▸ Given problem: Rewrite the rows below as a JSON list of strings, one string per line and no blank lines, from the line with "Exercise. Put one point on each instance of the player's face" up to and including the line with "(317, 1079)".

▸ Records for the exercise:
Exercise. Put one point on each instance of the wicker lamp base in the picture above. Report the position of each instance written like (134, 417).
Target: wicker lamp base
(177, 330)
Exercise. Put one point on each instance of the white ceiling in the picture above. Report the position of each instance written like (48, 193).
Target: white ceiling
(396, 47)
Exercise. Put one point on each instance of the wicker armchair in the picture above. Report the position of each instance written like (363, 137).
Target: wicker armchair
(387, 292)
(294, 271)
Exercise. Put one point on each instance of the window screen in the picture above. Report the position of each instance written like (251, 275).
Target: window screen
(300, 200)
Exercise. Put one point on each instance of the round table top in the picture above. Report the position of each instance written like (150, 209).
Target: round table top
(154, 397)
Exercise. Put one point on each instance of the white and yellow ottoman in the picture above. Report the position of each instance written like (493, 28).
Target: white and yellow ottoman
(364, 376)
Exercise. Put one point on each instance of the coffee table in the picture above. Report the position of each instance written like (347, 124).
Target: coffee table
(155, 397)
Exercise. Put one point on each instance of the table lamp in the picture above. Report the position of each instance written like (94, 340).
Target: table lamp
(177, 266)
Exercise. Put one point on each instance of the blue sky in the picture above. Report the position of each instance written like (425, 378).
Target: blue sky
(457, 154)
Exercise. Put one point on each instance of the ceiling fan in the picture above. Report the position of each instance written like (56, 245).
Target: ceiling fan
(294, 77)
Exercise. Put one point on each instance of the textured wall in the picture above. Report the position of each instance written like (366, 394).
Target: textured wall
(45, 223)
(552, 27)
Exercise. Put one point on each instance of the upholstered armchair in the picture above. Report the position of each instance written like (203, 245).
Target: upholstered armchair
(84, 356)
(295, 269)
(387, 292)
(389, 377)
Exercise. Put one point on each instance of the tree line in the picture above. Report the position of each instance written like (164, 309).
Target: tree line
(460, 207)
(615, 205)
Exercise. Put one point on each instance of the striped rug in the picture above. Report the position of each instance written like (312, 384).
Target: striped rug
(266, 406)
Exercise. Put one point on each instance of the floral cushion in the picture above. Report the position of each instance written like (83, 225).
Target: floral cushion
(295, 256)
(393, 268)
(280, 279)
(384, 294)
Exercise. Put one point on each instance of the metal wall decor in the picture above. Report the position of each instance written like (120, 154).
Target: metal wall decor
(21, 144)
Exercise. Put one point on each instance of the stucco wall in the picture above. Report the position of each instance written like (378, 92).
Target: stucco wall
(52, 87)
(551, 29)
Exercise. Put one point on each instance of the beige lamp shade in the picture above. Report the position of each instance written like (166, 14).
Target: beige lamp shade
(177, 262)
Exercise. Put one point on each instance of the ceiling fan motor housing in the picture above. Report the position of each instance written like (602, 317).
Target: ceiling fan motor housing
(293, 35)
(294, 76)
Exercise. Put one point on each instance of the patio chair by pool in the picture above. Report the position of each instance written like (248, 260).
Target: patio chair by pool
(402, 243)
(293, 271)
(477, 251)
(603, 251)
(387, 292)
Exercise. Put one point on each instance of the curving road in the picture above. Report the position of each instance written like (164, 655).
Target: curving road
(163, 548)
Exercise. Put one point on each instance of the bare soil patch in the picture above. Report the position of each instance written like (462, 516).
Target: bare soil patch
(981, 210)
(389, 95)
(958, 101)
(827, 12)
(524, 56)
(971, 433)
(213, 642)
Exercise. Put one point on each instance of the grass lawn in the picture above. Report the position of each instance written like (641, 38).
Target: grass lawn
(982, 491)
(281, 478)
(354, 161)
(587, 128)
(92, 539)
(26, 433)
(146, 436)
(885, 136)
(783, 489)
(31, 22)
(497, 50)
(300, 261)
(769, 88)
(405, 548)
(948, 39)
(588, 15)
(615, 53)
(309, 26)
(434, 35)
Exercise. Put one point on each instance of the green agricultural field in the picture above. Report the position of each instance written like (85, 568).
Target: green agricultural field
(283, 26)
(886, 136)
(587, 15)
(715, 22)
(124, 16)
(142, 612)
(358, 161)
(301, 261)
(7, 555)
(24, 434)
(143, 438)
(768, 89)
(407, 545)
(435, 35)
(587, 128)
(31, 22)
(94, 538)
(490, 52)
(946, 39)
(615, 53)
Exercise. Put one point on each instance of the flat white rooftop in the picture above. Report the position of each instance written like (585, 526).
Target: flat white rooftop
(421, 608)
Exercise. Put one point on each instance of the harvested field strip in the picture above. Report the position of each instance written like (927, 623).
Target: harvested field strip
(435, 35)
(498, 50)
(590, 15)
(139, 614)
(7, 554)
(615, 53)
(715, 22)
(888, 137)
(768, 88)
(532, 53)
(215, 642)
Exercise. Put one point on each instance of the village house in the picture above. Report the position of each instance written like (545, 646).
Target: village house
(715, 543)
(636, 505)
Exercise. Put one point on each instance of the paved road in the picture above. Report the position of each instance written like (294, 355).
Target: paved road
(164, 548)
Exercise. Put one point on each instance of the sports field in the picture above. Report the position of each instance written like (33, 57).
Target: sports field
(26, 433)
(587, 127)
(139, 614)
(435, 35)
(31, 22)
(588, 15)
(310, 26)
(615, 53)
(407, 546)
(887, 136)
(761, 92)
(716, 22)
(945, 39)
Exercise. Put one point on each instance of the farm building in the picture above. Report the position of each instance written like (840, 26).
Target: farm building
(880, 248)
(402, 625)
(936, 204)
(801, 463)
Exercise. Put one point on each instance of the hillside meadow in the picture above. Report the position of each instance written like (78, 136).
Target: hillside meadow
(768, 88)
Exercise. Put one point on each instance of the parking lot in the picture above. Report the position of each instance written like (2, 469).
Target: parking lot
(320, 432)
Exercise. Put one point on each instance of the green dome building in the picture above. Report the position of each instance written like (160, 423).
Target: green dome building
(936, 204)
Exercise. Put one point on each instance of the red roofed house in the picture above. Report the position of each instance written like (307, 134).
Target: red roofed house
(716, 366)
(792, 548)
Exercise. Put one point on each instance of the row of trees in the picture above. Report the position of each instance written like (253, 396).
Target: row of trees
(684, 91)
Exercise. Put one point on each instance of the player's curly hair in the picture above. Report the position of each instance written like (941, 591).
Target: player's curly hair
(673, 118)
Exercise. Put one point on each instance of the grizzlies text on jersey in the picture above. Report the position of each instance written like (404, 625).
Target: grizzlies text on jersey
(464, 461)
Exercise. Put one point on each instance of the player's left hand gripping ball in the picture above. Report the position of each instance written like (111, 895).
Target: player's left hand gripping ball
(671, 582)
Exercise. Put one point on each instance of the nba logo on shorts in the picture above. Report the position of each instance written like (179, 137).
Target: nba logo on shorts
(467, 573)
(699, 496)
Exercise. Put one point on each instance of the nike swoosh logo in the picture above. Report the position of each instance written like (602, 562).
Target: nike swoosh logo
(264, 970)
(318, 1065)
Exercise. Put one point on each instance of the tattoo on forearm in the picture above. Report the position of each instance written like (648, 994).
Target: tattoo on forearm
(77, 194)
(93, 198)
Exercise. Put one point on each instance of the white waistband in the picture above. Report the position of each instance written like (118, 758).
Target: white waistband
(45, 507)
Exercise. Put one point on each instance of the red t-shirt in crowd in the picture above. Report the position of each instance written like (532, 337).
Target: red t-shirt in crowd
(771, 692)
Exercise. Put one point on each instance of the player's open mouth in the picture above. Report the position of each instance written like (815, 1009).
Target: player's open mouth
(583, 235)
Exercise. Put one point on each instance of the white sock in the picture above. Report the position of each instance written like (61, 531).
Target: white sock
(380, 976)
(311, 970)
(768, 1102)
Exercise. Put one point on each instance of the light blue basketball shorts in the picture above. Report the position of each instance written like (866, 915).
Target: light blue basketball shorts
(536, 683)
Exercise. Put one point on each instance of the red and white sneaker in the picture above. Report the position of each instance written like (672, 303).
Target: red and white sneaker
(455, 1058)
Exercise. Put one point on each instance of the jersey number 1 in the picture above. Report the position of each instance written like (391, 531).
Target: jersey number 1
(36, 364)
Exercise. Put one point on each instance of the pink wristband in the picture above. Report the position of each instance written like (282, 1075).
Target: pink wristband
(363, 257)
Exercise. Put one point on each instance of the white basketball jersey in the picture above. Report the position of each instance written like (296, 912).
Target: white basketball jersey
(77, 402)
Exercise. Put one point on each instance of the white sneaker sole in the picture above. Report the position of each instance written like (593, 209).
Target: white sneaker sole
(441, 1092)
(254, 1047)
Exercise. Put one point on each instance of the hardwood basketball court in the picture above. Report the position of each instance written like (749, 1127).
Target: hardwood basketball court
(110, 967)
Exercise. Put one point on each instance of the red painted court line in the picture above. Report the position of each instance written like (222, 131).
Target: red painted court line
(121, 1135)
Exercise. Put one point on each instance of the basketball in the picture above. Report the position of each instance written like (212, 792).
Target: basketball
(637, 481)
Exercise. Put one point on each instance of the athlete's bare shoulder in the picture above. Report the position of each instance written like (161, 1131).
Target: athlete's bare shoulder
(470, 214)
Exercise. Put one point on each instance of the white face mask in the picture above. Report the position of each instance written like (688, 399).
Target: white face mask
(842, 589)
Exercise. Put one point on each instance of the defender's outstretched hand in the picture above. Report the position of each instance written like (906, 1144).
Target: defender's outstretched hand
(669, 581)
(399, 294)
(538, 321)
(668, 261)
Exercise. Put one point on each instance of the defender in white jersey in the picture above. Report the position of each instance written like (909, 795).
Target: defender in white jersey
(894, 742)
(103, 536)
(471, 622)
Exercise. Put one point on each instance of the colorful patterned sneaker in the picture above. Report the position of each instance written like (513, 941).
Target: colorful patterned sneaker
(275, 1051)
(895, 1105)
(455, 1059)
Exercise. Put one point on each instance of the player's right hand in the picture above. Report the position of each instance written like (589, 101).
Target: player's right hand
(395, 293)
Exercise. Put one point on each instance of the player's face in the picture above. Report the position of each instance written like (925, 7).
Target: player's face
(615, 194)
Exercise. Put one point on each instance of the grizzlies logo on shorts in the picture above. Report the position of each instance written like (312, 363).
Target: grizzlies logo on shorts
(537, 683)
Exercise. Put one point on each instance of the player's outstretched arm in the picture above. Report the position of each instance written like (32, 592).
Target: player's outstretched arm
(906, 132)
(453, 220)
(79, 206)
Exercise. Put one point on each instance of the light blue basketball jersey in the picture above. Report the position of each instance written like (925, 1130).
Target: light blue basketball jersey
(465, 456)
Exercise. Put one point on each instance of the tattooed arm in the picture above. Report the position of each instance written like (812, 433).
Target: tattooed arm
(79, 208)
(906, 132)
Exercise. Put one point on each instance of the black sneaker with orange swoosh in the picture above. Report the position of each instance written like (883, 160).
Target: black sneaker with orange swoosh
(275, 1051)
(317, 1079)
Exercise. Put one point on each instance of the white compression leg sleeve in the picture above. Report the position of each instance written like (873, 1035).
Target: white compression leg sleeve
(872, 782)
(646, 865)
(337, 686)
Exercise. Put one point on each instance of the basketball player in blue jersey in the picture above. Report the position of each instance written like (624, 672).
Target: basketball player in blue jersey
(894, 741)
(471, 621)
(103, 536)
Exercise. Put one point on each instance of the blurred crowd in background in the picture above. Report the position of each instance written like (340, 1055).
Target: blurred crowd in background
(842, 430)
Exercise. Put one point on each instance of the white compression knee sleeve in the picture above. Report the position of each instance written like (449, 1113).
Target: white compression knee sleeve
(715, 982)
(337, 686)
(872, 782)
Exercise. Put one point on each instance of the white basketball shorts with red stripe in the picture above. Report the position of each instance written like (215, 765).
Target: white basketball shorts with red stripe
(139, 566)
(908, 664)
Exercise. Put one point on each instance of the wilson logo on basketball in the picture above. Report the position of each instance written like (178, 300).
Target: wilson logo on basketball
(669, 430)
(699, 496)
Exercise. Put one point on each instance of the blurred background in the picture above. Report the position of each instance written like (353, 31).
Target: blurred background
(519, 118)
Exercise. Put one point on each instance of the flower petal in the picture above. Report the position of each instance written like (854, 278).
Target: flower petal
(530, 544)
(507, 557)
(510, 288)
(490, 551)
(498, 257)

▸ Reply to the exercise:
[
  "Exercise. Put one point on each instance of the player's face in the picture above. Report the position of each instance written like (925, 7).",
  "Target: player's face",
  "(615, 194)",
  "Exercise. Put one point on each instance of the grizzlies logo on shorts in the picture above. Report the position of each instance written like (312, 363).",
  "Target: grizzlies logo on shorts",
  "(537, 683)",
  "Exercise. Put one point on each instance of the player's outstretched arm in the picture above. Report the position of each instance written like (32, 592).",
  "Target: player's outstretched arm",
  "(906, 132)",
  "(453, 220)",
  "(79, 206)",
  "Exercise. Put one point on each instance of the light blue basketball jersey in the picture above. Report the position of each instance written like (925, 1130).",
  "Target: light blue basketball jersey",
  "(465, 456)",
  "Exercise. Put one point on each instance of the tattooed arm in the picture above. Report the position of each instance written like (812, 433).",
  "Target: tattooed arm",
  "(79, 208)",
  "(906, 132)",
  "Exercise. Put one point on each instance of the black sneaker with orange swoosh in the picture above. Report the position of each instance written like (883, 160).",
  "Target: black sneaker with orange swoosh",
  "(275, 1051)",
  "(317, 1079)"
]